_Exercise description_
Down to the final line, write out the data below exactly.

_Input material_

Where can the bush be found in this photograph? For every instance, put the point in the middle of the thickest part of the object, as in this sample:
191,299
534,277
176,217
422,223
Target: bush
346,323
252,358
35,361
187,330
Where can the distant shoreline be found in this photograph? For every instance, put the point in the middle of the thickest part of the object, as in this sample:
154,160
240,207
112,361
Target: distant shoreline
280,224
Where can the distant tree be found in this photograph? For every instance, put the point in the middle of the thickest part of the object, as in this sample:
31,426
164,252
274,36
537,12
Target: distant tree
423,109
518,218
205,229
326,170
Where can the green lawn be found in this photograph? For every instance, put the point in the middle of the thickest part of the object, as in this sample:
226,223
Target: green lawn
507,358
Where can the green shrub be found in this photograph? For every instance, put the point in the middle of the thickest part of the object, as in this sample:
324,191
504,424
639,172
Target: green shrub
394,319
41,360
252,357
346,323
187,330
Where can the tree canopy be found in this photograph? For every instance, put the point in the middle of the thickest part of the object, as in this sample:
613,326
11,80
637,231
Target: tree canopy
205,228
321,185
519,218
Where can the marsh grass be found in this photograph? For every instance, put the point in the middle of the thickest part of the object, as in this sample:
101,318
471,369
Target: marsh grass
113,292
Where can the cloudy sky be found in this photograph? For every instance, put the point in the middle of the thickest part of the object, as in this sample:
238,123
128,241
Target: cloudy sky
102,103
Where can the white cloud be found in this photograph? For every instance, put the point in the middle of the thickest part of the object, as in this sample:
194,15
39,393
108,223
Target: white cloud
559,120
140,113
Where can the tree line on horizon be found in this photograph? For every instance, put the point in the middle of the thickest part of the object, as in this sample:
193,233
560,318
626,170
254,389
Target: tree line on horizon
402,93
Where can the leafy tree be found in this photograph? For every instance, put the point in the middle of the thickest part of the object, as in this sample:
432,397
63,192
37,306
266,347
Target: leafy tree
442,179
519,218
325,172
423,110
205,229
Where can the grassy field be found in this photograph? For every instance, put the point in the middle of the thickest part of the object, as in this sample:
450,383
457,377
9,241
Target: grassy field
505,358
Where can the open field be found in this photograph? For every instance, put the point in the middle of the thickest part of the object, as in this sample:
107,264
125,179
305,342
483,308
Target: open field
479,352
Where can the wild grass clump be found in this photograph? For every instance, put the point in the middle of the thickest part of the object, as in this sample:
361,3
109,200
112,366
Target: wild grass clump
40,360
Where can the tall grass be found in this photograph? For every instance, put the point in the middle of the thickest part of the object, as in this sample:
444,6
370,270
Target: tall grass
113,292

_Output for this exercise_
Where can the bush be found in this photograph? For every instance, put the point in the middle of the thickest part of the object, as in this sample:
191,299
534,277
176,217
422,223
Target: bush
346,323
252,358
35,361
187,330
Where can the distant shoreline be found in this photograph? For every instance, put the point in the middle of the thickest part of the object, as in this sample:
154,160
240,207
112,361
Target: distant shoreline
280,224
Where can the distant tree be found in this photograph? For every instance, put the point in the middle of the thickest part of the object, as in this sample:
31,426
164,252
274,36
537,12
Target: distant tree
423,109
518,218
205,229
326,170
Where can the green lawn be found in this photograph? For every instance, put the point in the middle of the thickest part of the object, as in this sample:
226,223
Target: green lawn
507,358
Where can the green shrub be found in this photograph? For every instance, put the point in the middle of the thickest part of the object, as in this sample:
324,191
504,424
639,172
Target: green shrub
394,319
41,360
252,357
346,323
187,330
Where can the tree canopy be found in this photograph? For every instance, put the point in the middle of the thickest part of the object, as in this sample:
613,326
11,80
637,231
Target: tree canopy
205,228
321,185
519,218
Where can the marsh grass be found in this photograph? For every instance, put the point in the middle of the thickest part of the object, as in this sample:
101,318
471,369
Target: marsh grass
113,292
Where can the cloudy sky be found in this photograph? For every instance, put the point in the middle of the thickest part of the object, as in this sample:
238,123
128,241
Target: cloudy sky
102,103
Where can the white cloud be found in this photograph? For every instance, put the point in the middle of the thickest part of the object, as in this sample:
194,15
39,393
108,223
Target: white cloud
559,120
140,113
Where can the tree line on horizon be found in this photograph? For every instance, put the point in the middle of the thickest part of the object, as in this sample:
193,233
560,318
626,170
254,389
Target: tree line on horizon
402,93
Where can the leafy tree be found in this photograph? For every instance, put the point in the middle of the thickest part of the object, as in this sample:
432,397
63,192
37,306
266,347
Target: leafy tree
442,179
519,218
325,172
423,110
205,229
Where can the grassy field be found in this photograph? For every instance, put the point in the middle of the thickest part of the object, as in this sample:
450,383
457,377
9,241
Target: grassy field
505,358
Where can the open field be found in this photograph? For every instance, put the point in the middle of the thickest part of the object, as in this sample:
107,264
125,179
305,342
483,308
Target: open field
479,352
Where can the wild grass clump be found in this photograph? For every instance, put the point in the middle of the thickest part of the object, as in this sample:
361,3
109,200
112,366
Target: wild grass clump
40,360
Where can the tall grass be found in this photograph? For every instance, put the point in the middle of the thickest part of the object, as in this sample:
444,6
370,270
Target: tall grass
113,292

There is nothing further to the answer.